RECORDS SHOWN below:
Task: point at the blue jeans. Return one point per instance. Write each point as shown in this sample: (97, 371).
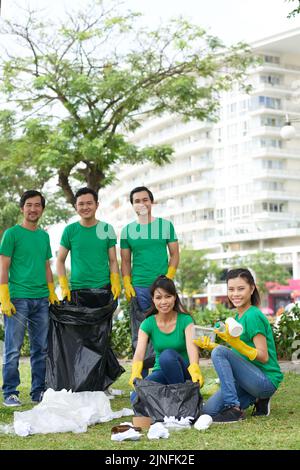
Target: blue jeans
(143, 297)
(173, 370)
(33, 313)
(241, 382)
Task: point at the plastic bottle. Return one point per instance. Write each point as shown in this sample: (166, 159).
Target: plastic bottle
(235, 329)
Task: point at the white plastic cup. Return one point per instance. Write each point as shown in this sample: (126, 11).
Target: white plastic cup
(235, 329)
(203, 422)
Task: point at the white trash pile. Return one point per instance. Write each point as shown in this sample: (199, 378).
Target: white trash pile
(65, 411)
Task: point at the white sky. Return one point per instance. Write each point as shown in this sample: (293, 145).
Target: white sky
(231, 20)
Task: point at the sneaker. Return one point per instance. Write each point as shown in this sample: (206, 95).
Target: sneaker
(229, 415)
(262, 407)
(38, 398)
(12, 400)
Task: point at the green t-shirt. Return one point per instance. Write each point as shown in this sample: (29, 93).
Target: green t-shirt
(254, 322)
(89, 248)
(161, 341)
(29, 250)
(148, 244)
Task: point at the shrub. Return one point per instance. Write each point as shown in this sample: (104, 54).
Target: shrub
End of RECORDS SHOWN.
RECORDS SHOWN below:
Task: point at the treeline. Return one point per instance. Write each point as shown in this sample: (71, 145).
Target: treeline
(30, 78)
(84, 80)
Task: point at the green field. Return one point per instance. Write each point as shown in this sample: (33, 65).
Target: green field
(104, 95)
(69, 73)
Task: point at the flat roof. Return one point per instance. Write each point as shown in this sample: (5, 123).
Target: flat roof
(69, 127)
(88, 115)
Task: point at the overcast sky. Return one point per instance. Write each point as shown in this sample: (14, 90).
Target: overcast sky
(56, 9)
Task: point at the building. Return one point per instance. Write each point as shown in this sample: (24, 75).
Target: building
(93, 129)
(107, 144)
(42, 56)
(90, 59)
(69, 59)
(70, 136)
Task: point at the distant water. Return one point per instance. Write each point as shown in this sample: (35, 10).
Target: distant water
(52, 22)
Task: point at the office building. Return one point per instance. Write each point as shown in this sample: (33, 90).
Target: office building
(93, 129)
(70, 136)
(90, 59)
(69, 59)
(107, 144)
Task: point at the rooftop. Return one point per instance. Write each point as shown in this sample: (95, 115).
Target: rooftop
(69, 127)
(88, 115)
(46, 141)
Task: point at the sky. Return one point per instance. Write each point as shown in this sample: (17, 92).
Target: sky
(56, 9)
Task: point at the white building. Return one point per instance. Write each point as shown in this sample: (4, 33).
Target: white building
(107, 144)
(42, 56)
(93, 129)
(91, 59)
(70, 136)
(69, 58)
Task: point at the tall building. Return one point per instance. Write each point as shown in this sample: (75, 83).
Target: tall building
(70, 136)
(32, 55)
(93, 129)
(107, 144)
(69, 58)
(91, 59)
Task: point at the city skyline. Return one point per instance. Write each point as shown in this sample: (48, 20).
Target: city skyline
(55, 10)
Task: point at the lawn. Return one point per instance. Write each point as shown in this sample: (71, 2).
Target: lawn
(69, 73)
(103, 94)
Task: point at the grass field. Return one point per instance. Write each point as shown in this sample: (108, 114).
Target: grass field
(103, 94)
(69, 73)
End of RECORDS SHOWN.
RECORDS SHOWN below:
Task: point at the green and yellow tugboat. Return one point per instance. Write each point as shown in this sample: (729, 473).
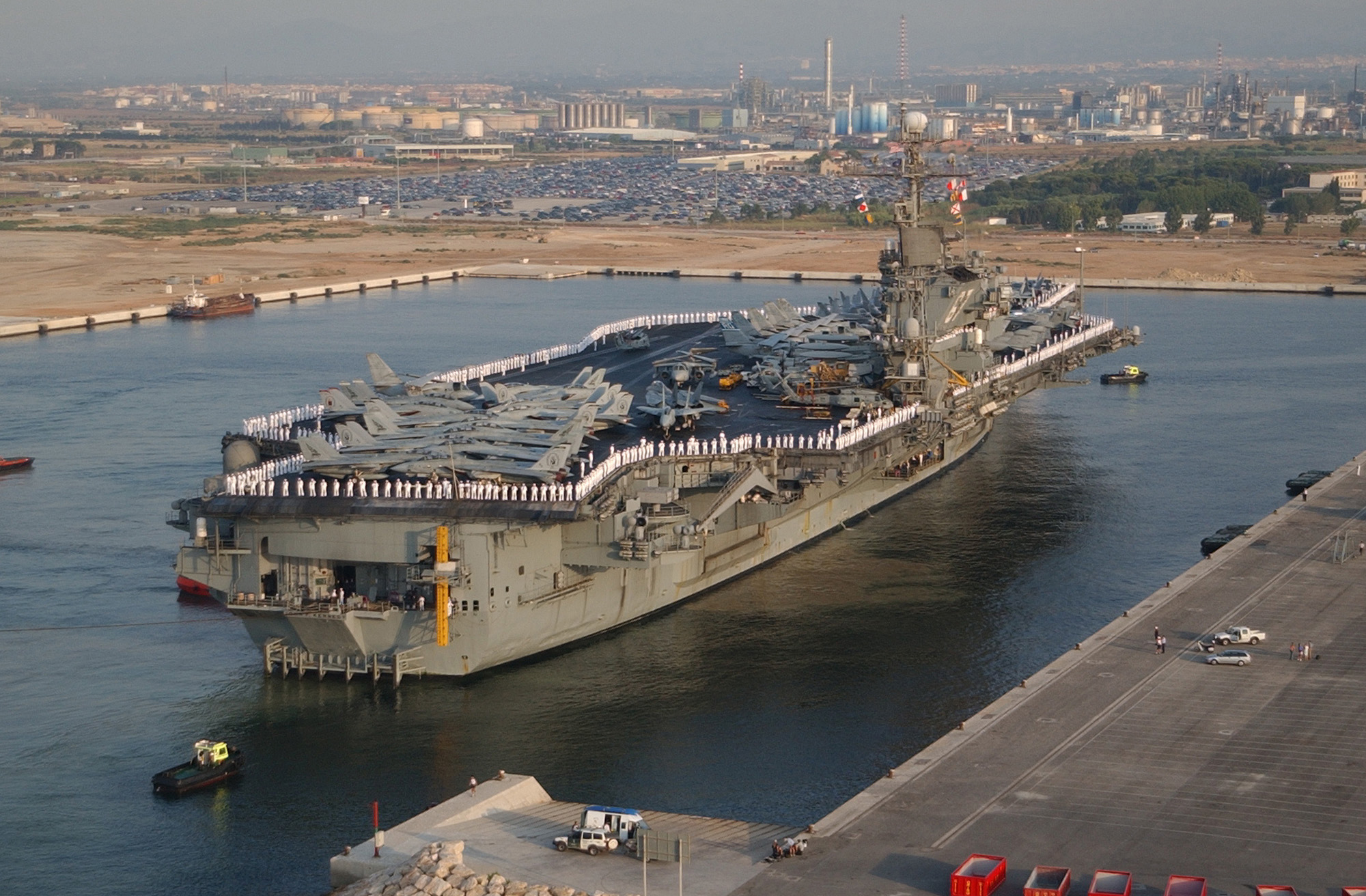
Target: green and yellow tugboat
End of RECORDS SHOWN.
_TASK DESCRIPTION_. Wherever a line of the data holds "shrub", copy that line.

_TASK RESULT_.
Task: point at the shrub. Return one point per instance. Write each point as shown in this sample: (104, 54).
Target: shrub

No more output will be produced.